Coordinate labeling data
───
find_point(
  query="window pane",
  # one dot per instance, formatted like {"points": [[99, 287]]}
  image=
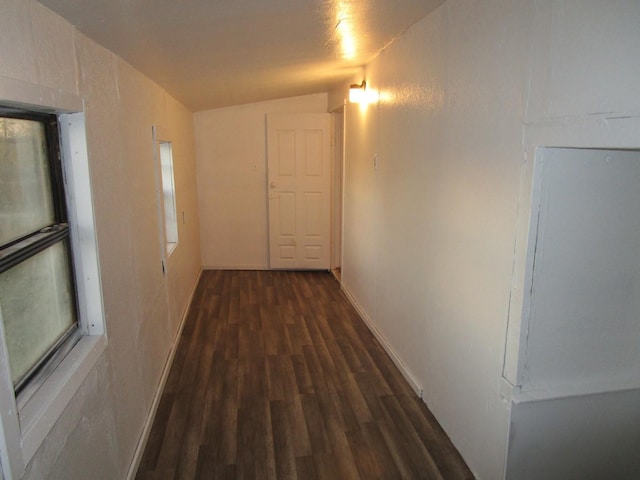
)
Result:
{"points": [[168, 189], [25, 189], [37, 302]]}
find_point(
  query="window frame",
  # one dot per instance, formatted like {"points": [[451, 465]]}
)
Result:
{"points": [[23, 427], [39, 240], [169, 225]]}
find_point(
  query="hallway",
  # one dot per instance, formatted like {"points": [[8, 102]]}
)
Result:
{"points": [[276, 377]]}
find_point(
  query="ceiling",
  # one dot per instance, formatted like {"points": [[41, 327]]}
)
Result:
{"points": [[215, 53]]}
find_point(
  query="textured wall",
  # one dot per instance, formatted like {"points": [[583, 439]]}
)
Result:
{"points": [[435, 237], [97, 434]]}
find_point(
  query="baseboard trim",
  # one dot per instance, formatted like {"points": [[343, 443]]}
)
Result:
{"points": [[395, 358], [146, 429], [235, 267]]}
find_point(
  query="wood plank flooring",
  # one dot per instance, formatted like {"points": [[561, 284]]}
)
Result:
{"points": [[277, 377]]}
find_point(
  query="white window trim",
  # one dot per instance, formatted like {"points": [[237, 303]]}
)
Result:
{"points": [[22, 432], [160, 135]]}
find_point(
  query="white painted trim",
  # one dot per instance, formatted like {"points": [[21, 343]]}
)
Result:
{"points": [[39, 415], [398, 362], [235, 267], [146, 429]]}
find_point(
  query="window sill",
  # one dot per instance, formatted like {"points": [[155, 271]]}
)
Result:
{"points": [[40, 413]]}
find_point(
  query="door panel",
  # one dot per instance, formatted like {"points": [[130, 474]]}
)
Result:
{"points": [[299, 190]]}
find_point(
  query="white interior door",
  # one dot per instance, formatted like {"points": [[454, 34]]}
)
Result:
{"points": [[298, 153]]}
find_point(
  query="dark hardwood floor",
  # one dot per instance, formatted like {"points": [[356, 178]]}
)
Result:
{"points": [[277, 377]]}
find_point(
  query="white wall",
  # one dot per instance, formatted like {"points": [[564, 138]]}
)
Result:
{"points": [[43, 59], [435, 248], [232, 180]]}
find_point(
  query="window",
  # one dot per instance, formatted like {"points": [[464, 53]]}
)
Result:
{"points": [[37, 288], [51, 311], [168, 195]]}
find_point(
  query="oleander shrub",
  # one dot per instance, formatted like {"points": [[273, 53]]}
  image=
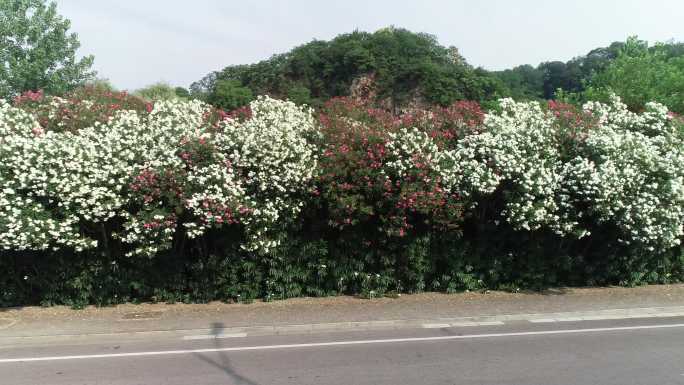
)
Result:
{"points": [[117, 200]]}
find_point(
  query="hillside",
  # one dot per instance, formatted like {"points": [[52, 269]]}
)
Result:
{"points": [[393, 67]]}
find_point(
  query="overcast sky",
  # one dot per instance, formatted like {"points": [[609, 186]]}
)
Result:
{"points": [[138, 42]]}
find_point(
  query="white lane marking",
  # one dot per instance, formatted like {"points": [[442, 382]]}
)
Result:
{"points": [[338, 343], [214, 336], [462, 324], [605, 317]]}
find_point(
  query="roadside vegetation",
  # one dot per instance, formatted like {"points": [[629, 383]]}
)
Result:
{"points": [[336, 169]]}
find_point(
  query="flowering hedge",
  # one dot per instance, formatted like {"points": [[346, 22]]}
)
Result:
{"points": [[106, 191]]}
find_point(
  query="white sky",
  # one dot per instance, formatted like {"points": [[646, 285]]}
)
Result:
{"points": [[140, 42]]}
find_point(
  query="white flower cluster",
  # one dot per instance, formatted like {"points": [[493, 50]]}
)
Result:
{"points": [[633, 174], [274, 154], [413, 149], [58, 187], [625, 170]]}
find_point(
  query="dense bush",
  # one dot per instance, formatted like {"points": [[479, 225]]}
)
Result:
{"points": [[178, 201], [403, 66]]}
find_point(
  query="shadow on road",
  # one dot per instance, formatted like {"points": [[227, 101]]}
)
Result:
{"points": [[223, 362]]}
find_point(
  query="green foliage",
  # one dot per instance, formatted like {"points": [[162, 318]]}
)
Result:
{"points": [[36, 50], [523, 82], [182, 92], [402, 65], [640, 75], [158, 91], [229, 95]]}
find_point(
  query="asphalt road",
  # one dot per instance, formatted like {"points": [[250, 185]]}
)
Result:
{"points": [[620, 352]]}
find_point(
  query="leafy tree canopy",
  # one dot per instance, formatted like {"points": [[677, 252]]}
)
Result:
{"points": [[37, 51], [403, 65], [158, 91], [641, 74]]}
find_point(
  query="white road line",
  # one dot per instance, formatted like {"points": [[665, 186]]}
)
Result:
{"points": [[605, 317], [214, 336], [337, 343], [461, 324]]}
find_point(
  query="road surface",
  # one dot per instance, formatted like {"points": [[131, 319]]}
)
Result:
{"points": [[621, 352]]}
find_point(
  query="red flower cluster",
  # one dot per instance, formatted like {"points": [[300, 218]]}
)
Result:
{"points": [[354, 183]]}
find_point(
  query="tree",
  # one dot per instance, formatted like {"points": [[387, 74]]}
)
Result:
{"points": [[182, 93], [404, 66], [641, 74], [36, 50], [157, 91], [230, 94]]}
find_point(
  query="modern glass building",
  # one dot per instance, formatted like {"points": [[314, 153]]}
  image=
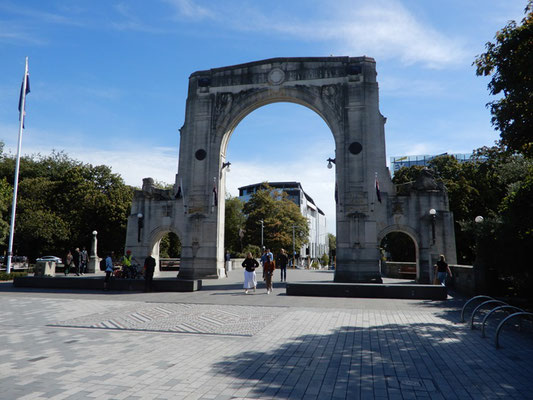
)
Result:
{"points": [[318, 236]]}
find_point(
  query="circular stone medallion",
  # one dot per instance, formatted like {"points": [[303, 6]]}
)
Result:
{"points": [[276, 76], [200, 154]]}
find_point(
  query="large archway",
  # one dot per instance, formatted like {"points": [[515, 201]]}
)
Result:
{"points": [[344, 92]]}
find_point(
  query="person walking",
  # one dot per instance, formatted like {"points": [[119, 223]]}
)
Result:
{"points": [[250, 280], [68, 263], [127, 266], [268, 270], [149, 268], [84, 261], [281, 262], [442, 269], [108, 270], [227, 262]]}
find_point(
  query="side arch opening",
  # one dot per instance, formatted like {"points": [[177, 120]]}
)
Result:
{"points": [[399, 254]]}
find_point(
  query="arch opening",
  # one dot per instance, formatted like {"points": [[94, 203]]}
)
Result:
{"points": [[283, 141], [399, 255]]}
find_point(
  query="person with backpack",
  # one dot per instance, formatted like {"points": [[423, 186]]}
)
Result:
{"points": [[84, 261], [149, 268], [127, 266], [268, 269], [281, 262], [68, 263], [108, 269], [249, 264]]}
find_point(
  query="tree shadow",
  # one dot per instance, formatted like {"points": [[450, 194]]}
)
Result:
{"points": [[428, 360]]}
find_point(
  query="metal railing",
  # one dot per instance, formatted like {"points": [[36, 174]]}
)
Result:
{"points": [[506, 319], [502, 306]]}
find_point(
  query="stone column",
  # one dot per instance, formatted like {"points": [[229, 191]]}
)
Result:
{"points": [[94, 261]]}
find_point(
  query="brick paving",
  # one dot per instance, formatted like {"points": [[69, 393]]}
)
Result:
{"points": [[221, 344]]}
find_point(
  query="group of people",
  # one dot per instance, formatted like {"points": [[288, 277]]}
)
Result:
{"points": [[128, 267], [77, 260], [269, 266]]}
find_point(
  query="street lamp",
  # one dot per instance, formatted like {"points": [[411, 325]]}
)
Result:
{"points": [[226, 165], [262, 227], [433, 214], [140, 224], [293, 247]]}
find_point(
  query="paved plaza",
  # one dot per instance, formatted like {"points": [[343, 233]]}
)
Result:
{"points": [[219, 343]]}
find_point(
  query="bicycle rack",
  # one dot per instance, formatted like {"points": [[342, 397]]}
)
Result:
{"points": [[498, 329], [479, 307], [469, 301], [493, 311]]}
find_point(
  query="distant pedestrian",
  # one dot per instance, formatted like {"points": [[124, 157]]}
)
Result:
{"points": [[268, 270], [149, 268], [76, 260], [84, 261], [442, 269], [281, 262], [68, 263], [108, 270], [227, 262], [250, 280]]}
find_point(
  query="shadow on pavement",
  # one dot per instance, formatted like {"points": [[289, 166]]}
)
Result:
{"points": [[388, 361]]}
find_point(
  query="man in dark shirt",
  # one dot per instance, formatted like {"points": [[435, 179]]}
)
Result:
{"points": [[281, 263], [149, 267]]}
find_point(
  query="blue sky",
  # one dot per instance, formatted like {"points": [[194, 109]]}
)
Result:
{"points": [[109, 78]]}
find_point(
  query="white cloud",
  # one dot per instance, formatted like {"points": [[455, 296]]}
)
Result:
{"points": [[132, 161], [384, 29], [188, 9], [317, 181], [398, 87]]}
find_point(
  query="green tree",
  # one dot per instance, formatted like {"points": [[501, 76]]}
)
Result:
{"points": [[6, 196], [233, 223], [61, 201], [279, 215], [509, 61]]}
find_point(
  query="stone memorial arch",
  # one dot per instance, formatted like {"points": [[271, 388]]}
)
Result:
{"points": [[344, 92]]}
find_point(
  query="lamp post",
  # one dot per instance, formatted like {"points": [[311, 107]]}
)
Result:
{"points": [[262, 227], [93, 258], [140, 224], [433, 214], [480, 275], [293, 247]]}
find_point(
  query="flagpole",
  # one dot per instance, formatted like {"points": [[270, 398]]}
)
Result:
{"points": [[17, 166]]}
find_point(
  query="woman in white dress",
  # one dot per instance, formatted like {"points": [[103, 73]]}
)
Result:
{"points": [[249, 264]]}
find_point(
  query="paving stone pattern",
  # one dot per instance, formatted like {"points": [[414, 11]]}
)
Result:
{"points": [[181, 318], [342, 349]]}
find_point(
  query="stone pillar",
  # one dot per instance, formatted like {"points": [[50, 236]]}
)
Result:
{"points": [[94, 262]]}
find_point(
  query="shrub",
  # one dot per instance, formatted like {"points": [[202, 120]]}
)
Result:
{"points": [[4, 276]]}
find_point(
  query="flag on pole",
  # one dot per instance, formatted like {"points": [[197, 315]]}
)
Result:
{"points": [[378, 193], [179, 193], [24, 90], [215, 193]]}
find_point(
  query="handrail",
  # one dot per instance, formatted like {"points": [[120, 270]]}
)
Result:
{"points": [[481, 305], [494, 310], [469, 301], [518, 314]]}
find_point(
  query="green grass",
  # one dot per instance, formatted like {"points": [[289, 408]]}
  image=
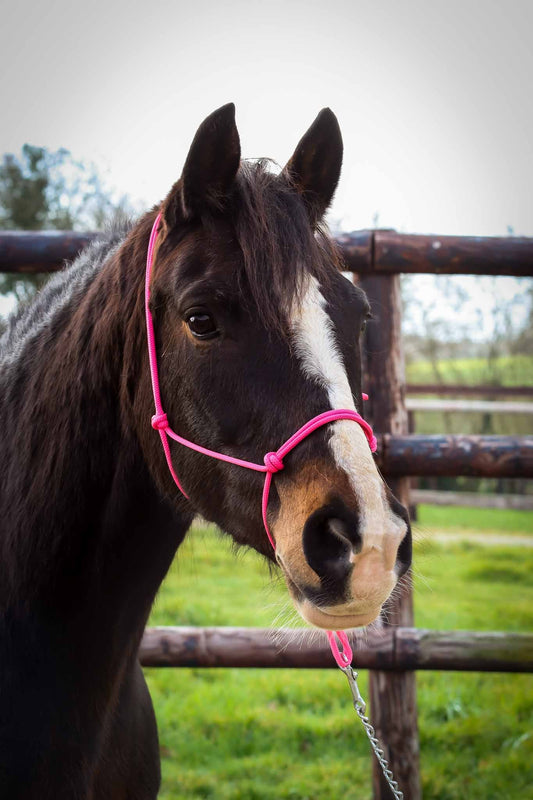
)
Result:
{"points": [[474, 520], [506, 370], [276, 734]]}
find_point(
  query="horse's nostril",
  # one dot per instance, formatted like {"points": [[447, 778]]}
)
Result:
{"points": [[330, 538]]}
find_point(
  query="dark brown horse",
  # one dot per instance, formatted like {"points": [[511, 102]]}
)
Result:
{"points": [[257, 332]]}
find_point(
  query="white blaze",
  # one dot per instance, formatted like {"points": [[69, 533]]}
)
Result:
{"points": [[317, 350]]}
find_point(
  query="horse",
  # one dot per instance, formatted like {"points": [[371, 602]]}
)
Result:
{"points": [[257, 331]]}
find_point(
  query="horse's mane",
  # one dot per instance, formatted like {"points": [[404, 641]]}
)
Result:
{"points": [[278, 244], [31, 319], [272, 228]]}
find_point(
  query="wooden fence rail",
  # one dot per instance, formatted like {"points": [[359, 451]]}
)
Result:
{"points": [[391, 649], [365, 252]]}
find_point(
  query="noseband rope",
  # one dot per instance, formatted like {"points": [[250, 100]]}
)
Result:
{"points": [[272, 463]]}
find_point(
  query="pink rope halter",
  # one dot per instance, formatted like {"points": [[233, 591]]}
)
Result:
{"points": [[273, 461]]}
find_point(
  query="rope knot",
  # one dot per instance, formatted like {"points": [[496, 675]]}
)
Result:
{"points": [[273, 462], [160, 421]]}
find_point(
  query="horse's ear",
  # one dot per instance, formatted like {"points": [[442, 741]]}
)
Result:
{"points": [[209, 170], [315, 167]]}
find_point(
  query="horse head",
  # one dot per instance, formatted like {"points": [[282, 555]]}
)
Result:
{"points": [[257, 331]]}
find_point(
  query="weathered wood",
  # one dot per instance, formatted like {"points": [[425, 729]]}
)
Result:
{"points": [[40, 251], [518, 502], [389, 650], [478, 456], [452, 255], [469, 406], [392, 696], [469, 391], [365, 252]]}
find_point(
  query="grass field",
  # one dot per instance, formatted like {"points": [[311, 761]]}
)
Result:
{"points": [[505, 370], [276, 734]]}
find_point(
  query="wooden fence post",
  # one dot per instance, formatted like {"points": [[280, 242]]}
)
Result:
{"points": [[392, 696]]}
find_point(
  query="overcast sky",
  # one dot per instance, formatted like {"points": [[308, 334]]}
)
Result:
{"points": [[433, 98]]}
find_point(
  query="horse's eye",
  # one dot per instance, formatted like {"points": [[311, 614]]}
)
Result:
{"points": [[202, 325]]}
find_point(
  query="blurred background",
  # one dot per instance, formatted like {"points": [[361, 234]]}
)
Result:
{"points": [[100, 102]]}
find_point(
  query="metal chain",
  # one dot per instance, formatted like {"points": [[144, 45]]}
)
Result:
{"points": [[360, 707]]}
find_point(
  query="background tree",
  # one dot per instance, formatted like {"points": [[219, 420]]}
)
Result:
{"points": [[40, 189]]}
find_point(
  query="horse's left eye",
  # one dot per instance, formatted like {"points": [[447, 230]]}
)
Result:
{"points": [[202, 325]]}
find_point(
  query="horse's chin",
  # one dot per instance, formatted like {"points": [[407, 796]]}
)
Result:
{"points": [[321, 618]]}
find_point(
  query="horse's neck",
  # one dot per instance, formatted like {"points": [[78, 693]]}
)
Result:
{"points": [[83, 524]]}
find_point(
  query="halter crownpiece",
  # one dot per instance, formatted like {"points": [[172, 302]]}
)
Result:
{"points": [[273, 461]]}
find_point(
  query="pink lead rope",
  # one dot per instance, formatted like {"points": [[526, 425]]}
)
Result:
{"points": [[273, 461]]}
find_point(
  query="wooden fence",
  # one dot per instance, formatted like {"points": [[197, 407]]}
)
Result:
{"points": [[377, 258]]}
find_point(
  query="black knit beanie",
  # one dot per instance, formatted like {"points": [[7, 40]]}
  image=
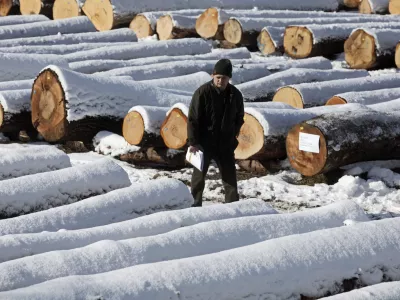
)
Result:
{"points": [[223, 67]]}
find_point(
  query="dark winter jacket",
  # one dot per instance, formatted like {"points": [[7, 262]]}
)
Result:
{"points": [[215, 117]]}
───
■ TASK TO COMPLETE ■
List each line of the material above that contains the word "opening".

■ ANSWER FOR THE TASK ■
  query="side arch opening",
  query="arch opening",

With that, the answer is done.